Stated goal
Format the records below as a two-column CSV with the header input,output. Each record becomes one row, with its request text under input and its answer under output; each field is wrapped in double quotes and has its line breaks replaced by spaces.

Input for this task
———

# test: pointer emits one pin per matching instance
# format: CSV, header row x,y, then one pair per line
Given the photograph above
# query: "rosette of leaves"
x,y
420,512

———

Written response
input,output
"# test: pointer emits one pin per matching instance # format: CSV, header row x,y, then one pair per line Given the photograph above # query: ""rosette of leaves""","x,y 420,512"